_Tekstfragment_
-----

9. Verweerder is op grond van artikel 151c van de Gemeentewet (Gw) en artikel 2.24 van de APV bevoegd te besluiten tot plaatsing van vaste camera’s voor een bepaalde duur ten behoeve van het toezicht op een openbare plaats als dat naar haar oordeel noodzakelijk is in het belang van de handhaving van de openbare orde. De inbreuk op de persoonlijke levenssfeer, die het cameratoezicht met zich kan brengen, dient daarbij uitdrukkelijk te worden meegewogen.De feitelijke toepassing van het cameratoezicht moet in al haar facetten voldoen aan de eisen van proportionaliteit en subsidiariteit.Uit artikel 151c, vijfde lid, van de Gw volgt dat uitsluitend beelden worden gemaakt van openbare, voor een ieder toegankelijke plaatsen. Geen beelden mogen worden gemaakt van woningen en besloten tuinen en erven.
10. Het eerste primaire besluit is genomen twee dagen na de ordeverstoring. Dat verweerder vanwege de ernst van de verstoring van de openbare orde zich genoodzaakt zag direct te handelen, en dus een plaatsingsbesluit heeft genomen zonder dat een PVA was opgesteld, kan de voorzieningenrechter zich voorstellen. Bij het tweede primaire besluit ligt dat anders. Dit besluit is immers genomen een maand na deze ordeverstoring. Het had in de rede gelegen om alsnog een PVA op te stellen. Daarin had aandacht besteed kunnen worden aan het bezwaar van verzoeker. Verzoeker heeft immers vanaf het moment dat er een 360o-camera voor zijn keukenraam werd opgehangen, zijn zorgen over deze camera aan verweerder kenbaar gemaakt.
Voldoet het cameratoezicht aan de eisen van proportionaliteit en subsidiariteit?

-----

_Aangeleverd materiaal_
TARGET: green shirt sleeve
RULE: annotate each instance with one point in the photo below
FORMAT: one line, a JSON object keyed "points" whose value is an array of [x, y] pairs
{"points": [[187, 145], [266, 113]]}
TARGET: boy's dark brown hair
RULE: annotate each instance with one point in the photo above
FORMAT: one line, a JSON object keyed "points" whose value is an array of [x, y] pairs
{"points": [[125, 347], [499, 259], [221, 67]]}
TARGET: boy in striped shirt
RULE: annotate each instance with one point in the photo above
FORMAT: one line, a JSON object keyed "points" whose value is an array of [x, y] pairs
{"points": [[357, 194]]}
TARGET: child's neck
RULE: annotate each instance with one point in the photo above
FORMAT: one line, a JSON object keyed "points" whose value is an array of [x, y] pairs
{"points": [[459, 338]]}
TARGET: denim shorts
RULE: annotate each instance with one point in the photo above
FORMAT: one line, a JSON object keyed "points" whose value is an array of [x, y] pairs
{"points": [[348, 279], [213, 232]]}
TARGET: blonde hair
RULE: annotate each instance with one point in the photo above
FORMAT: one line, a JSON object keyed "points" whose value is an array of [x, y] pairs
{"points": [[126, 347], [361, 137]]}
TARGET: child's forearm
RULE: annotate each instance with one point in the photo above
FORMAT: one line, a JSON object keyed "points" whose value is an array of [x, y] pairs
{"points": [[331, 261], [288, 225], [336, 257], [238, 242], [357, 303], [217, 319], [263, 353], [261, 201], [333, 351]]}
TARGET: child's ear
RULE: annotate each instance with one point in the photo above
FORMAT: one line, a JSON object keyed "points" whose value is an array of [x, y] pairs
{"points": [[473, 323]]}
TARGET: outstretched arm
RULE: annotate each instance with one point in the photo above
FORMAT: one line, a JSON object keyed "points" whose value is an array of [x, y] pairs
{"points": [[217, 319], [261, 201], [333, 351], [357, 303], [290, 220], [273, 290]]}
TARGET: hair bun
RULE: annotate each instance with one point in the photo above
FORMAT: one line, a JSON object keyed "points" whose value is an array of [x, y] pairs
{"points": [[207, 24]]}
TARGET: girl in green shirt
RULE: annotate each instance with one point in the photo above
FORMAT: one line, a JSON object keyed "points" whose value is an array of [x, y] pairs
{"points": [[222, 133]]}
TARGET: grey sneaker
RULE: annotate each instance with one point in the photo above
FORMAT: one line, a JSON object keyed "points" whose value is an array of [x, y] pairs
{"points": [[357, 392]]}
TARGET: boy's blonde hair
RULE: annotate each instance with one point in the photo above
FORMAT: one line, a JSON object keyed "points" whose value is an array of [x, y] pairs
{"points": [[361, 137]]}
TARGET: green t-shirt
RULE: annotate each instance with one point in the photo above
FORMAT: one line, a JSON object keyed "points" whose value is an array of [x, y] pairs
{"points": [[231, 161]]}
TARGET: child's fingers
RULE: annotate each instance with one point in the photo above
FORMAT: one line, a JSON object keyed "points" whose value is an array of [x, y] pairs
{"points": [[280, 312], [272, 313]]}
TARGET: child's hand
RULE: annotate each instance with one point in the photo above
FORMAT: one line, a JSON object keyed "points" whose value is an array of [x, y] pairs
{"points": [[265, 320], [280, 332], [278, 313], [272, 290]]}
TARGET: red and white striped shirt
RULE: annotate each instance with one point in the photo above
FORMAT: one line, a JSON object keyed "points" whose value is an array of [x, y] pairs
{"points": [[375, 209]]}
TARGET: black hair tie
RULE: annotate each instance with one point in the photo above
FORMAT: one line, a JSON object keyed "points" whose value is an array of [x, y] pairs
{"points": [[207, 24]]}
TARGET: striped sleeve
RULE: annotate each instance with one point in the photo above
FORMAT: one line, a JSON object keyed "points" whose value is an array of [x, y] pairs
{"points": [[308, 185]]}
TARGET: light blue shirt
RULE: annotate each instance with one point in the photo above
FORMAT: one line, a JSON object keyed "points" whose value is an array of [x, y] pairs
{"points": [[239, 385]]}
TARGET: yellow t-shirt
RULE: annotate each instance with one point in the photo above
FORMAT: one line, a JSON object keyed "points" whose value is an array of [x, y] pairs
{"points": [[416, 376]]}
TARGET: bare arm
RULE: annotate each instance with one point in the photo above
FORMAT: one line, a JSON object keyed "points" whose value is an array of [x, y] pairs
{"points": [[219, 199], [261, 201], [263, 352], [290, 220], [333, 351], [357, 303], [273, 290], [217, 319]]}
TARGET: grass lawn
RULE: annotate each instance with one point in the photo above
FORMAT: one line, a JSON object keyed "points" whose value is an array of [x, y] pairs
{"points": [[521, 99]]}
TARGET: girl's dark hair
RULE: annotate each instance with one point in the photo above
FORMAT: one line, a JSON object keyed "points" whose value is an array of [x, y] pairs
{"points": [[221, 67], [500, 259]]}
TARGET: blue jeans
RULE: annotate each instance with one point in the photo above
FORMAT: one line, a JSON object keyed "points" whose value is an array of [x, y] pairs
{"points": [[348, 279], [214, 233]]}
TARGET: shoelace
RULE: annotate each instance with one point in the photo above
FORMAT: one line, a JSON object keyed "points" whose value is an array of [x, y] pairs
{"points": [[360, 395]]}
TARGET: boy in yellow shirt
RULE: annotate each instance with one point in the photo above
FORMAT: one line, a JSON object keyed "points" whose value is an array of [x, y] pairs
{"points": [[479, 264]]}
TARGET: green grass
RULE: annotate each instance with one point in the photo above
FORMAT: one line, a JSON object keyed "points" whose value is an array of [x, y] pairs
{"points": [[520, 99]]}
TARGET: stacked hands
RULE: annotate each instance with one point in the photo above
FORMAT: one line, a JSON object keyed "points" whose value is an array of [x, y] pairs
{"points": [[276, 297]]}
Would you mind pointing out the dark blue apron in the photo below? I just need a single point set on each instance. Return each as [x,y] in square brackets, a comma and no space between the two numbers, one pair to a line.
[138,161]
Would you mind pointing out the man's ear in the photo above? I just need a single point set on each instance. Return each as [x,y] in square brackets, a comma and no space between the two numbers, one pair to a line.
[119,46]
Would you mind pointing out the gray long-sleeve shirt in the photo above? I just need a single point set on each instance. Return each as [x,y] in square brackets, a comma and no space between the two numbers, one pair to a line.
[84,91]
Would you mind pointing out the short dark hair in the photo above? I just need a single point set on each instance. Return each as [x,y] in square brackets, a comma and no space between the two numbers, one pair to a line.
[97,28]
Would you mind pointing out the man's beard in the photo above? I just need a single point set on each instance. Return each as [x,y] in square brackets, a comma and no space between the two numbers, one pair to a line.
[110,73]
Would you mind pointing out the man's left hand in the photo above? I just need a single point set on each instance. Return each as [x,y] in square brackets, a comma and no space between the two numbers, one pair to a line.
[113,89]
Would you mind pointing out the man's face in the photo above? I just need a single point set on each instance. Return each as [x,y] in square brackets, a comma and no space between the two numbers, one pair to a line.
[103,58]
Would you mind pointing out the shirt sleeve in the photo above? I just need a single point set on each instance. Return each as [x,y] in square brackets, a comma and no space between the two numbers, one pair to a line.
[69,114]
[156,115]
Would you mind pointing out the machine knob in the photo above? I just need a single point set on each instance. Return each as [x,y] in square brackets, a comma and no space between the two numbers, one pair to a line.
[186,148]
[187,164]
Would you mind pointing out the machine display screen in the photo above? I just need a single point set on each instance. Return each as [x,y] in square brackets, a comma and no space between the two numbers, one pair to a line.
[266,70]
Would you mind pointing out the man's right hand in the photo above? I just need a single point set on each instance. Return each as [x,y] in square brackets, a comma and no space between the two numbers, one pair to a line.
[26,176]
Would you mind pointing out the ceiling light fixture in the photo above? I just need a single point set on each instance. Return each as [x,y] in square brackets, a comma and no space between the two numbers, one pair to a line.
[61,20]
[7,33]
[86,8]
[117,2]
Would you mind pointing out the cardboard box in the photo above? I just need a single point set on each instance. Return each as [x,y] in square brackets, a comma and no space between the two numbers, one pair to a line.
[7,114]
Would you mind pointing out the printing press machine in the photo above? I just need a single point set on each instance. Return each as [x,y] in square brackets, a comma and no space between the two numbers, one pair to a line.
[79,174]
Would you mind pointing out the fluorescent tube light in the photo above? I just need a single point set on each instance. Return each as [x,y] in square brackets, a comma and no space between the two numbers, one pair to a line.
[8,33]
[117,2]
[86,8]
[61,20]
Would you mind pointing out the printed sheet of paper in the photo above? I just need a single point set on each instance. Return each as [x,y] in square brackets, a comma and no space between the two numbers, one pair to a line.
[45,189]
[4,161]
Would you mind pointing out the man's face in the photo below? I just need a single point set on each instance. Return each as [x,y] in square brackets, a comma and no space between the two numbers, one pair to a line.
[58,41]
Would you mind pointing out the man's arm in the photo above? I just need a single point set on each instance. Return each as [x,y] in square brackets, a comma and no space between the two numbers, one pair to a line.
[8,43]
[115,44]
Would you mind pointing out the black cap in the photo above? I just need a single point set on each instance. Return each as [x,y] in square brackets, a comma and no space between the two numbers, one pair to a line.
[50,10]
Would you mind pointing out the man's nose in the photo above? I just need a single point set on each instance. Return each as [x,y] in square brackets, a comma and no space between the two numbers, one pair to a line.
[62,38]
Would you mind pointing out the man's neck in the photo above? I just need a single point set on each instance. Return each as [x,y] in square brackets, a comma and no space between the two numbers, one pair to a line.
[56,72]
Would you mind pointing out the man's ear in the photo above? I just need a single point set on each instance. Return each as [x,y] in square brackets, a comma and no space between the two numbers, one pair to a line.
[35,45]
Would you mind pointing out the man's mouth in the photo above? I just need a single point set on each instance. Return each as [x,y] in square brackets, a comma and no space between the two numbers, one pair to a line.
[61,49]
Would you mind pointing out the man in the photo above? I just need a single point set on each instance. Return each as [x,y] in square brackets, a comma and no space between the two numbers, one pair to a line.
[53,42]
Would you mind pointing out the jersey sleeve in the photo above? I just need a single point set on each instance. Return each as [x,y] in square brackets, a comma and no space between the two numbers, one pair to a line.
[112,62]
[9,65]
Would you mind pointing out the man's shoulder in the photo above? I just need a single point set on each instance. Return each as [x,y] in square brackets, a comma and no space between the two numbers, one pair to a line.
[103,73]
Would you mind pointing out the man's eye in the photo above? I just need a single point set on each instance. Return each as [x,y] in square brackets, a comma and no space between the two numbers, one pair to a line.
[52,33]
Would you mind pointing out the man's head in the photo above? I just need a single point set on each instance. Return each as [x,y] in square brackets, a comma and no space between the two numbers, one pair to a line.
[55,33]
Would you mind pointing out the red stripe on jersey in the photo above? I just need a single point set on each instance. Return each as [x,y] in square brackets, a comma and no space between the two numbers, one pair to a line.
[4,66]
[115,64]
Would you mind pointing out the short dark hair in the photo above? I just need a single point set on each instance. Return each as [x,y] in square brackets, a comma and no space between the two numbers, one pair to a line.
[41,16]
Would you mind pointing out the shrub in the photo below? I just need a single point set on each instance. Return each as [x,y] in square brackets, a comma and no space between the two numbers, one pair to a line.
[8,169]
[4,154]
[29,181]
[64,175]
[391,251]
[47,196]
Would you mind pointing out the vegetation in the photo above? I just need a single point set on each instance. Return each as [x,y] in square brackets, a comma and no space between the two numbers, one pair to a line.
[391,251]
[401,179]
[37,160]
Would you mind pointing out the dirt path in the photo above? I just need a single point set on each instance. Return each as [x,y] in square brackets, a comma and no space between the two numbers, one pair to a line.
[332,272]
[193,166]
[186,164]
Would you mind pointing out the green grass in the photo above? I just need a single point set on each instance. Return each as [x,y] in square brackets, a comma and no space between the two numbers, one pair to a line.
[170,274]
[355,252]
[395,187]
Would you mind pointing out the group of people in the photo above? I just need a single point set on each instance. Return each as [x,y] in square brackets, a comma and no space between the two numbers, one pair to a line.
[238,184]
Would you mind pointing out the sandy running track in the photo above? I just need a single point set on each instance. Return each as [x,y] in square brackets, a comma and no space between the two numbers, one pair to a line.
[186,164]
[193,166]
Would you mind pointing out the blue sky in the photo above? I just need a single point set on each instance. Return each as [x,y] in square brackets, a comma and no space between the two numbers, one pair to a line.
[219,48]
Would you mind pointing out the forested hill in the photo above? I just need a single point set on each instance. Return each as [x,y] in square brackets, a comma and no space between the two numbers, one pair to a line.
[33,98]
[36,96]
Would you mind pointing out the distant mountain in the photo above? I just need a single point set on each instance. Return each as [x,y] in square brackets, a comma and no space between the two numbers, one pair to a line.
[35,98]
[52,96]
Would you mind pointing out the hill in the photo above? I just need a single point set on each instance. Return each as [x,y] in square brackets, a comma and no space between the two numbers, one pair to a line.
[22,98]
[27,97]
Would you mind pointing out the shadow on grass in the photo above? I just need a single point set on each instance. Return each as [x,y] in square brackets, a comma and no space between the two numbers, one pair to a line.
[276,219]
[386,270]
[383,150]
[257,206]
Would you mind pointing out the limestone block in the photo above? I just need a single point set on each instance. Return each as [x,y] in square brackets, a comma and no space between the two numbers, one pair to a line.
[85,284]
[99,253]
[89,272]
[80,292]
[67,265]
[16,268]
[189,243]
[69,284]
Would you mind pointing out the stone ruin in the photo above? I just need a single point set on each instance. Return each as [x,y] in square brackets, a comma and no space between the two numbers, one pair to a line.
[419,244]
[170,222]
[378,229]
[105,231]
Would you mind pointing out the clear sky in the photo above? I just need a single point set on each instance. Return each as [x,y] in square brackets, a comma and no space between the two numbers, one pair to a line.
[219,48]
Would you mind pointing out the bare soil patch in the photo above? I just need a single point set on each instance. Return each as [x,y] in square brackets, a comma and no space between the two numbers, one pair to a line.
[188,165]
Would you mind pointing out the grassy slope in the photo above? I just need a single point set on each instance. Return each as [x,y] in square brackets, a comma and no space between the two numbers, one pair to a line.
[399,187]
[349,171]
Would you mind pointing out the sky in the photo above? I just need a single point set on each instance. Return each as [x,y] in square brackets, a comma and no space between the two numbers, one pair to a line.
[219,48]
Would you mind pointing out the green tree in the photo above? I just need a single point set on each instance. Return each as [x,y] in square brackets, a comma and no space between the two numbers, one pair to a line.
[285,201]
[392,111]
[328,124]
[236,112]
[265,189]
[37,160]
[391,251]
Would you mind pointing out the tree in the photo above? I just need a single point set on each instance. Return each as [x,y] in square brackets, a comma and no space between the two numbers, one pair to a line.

-----

_Opdracht 1_
Hoe lang na de ordeverstoring is volgens de tekst over het cameratoezicht het tweede primaire besluit genomen?
_Opdracht 2_
Ga verder met de tekst over het cameratoezicht, te beginnen na de laatste zin.

_Antwoord 1_
Een maand na de ordeverstoring.

_Antwoord 2_
11. In de praktijk maakt verweerder dus gebruik van een 360o-camera. Niet is in geschil dat met een dergelijke camera in de woning van verzoeker kan worden gekeken. Verweerder heeft aangegeven dat dit niet gebeurt door een
privacy maskin de software. Hierdoor worden woningen vanaf de eerste verdieping afgeschermd. Verweerder heeft prints overgelegd van het bereik van de camera voor het keukenraam van verzoeker. Daarop is inderdaad te zien dat de (ramen van de) woningen vanaf de eerste verdieping zwart zijn. Dit geldt overigens niet voor de ramen van woningen op de begane grond. Echter, verzoeker kan aan de camera niet zien waarop de camera is gericht. Verzoeker kan evenmin zien of het
privacy masknaar behoren werkt. Het is daarom goed voorstelbaar dat verzoeker zich door deze 360o-camera op enkele meters van zijn keukenraam in zijn privacy en woongenot voelt aangetast. Het enige waar verzoeker op af kan gaan, is de mededeling van verweerder dat met de camera niet in de woning van verzoeker wordt gekeken. Hoewel de voorzieningenrechter niet twijfelt aan deze mededeling van verweerder, is de voorzieningenrechter van oordeel dat verzoeker hier geen genoegen mee hoeft te nemen. Dat er geen oplossing kan worden gevonden die enerzijds recht doet aan het belang van openbare orde en anderzijds aan de privacy belangen van verzoeker, op een zodanige wijze dat verzoeker zélf kan zien dat zijn privacy is gewaarborgd, acht de voorzieningenrechter niet aannemelijk.
12. De voorzieningenrechter is daarom van oordeel dat het huidige cameratoezicht de privacy en het woongenoot van verzoeker onevenredig schendt. Uitgaande van de noodzaak tot cameratoezicht op het [adres] , voldoet de huidige uitvoering niet aan de eisen van proportionaliteit en subsidiariteit. Het toezicht met de 360o-camera voor het keukenraam van verzoeker kan daarom niet op de huidige manier worden gecontinueerd.
13. De voorzieningenrechter wijst het verzoek om een voorlopige voorziening toe in de zin dat verweerder het cameratoezicht ter hoogte van verzoekers keukenraam zo aanpast dat het voor verzoeker zichtbaar en controleerbaar is dat inkijk in zijn woning onmogelijk is.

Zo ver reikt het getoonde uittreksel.